Reproduce the listing below word for word, leaving out the pictures.

A section of a data file:
__________

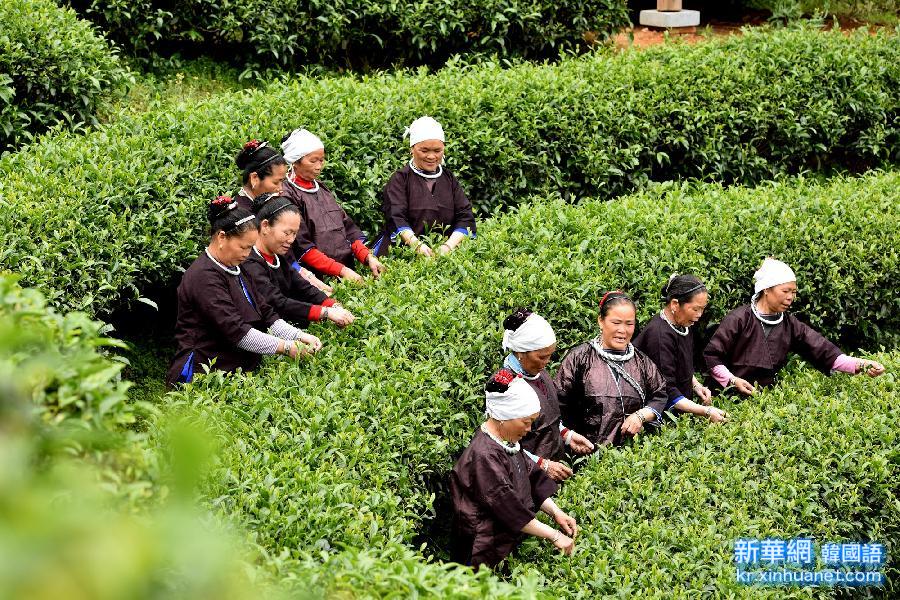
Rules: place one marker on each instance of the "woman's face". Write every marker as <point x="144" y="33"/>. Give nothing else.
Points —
<point x="310" y="166"/>
<point x="277" y="237"/>
<point x="617" y="327"/>
<point x="428" y="154"/>
<point x="269" y="184"/>
<point x="689" y="313"/>
<point x="514" y="430"/>
<point x="536" y="361"/>
<point x="780" y="297"/>
<point x="233" y="250"/>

__________

**Task answer**
Rules: place one marker on each instance of the "woman's face". Write every marker as <point x="144" y="33"/>. Give nothing else.
Points —
<point x="310" y="166"/>
<point x="277" y="237"/>
<point x="617" y="327"/>
<point x="428" y="154"/>
<point x="269" y="184"/>
<point x="689" y="313"/>
<point x="514" y="430"/>
<point x="536" y="361"/>
<point x="780" y="297"/>
<point x="233" y="250"/>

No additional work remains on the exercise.